*Article:*
Is 1% AFR good enough? Some of the FAST07 papers showed measured disk AFR in the 4-6% range. Is 4-6% AFR good enough? This sort of question is difficult to answer. We'd like the AFR to be 0%, but that is unrealistic. We would also expect that as the disks go beyond their useful life we should see an increase in failure rates. Recall that no child will live to 4,800 years -- for humans, the death rate increases dramatically as we approach 100 years and very, very few people have lived past 110 years. Similarly, many disks are rated for a 5-year life span, after which you can expect the failure rate to increase. What we really want to know is, "is the reliability getting better (a good thing) or worse (a bad thing)?" At Sun, we use time dependent reliability (TDR) analysis to track the field reliability of our products. This allows us to see changes in reliability as we implement changes in processes, procedures, or products. If a product begins to show a worsening in field reliability, we dig into the data to see why, and fix the problem.  Be sure to check out the TDR presentation and white papers for details, it is a very good method to implement in your processes.

When is MTBF useful? IMHO, the problems with MTBF for determining service rates are not a good reason for tossing it out entirely. MTBF (or AFR) is often the only reliability metric which is available for hardware from a wide variety of vendors. But rather than worrying about the magnitude of the number, examine the relative relationships between the parts. For example, if you need a disk drive and one model has a data-sheet MTBF of 1 Million hours and another has a data-sheet MTBF of 1.6 Million hours, it is very likely that the 1.6 Million hour drive will be more reliable than the 1 Million hour drive.

*Request:* Summarize the passage on disk reliability in three sentences.

*Material shown:*
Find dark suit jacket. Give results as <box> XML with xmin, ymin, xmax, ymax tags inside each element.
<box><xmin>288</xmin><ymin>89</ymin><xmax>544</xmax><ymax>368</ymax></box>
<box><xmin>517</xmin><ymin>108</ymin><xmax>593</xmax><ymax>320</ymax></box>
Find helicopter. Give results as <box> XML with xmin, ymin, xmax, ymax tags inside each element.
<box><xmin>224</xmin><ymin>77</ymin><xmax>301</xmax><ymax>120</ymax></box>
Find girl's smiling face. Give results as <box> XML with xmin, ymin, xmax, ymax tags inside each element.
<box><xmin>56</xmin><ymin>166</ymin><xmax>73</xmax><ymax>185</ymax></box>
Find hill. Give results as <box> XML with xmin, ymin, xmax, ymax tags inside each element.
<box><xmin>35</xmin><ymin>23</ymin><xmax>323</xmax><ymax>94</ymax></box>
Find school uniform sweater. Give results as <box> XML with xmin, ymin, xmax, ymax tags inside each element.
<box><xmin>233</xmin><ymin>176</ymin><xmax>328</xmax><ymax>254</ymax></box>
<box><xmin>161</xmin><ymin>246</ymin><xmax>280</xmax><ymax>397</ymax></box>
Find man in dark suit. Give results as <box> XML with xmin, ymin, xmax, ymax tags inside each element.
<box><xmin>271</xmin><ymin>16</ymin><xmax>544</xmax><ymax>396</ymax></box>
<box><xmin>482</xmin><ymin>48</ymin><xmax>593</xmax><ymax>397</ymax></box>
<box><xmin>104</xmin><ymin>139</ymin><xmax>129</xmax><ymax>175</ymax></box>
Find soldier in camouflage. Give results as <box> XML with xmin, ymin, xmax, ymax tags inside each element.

*Answer to this exercise:* Some FAST07 papers measured disk annual failure rates of 4-6%, and although a 0% rate would be desirable, it is unrealistic, and failure rates are expected to rise once disks pass their useful life, which for many is rated at five years. The more important question is whether reliability is improving or worsening, and Sun tracks this with time dependent reliability analysis so that it can investigate and fix any decline in field reliability. MTBF still has value despite its problems for determining service rates, because it is often the only reliability metric available across vendors, and comparing relative values between parts indicates that a drive rated at 1.6 million hours is very likely more reliable than one rated at 1 million hours.